Extracted material
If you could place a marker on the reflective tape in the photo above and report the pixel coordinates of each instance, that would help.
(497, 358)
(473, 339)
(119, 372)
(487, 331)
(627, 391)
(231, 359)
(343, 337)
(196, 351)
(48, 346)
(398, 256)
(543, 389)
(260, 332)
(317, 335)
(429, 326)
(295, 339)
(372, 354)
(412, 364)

Exercise directions
Update the rows so that "reflective tape" reads "safety vest" and everything else stays the same.

Output of the task
If you could place a marker on the safety vest in the photo above and report the pixel coordinates of each instance, that would help.
(497, 358)
(473, 339)
(119, 372)
(487, 331)
(627, 391)
(231, 359)
(343, 337)
(196, 351)
(48, 346)
(398, 256)
(543, 389)
(260, 332)
(317, 335)
(429, 326)
(295, 339)
(372, 354)
(412, 364)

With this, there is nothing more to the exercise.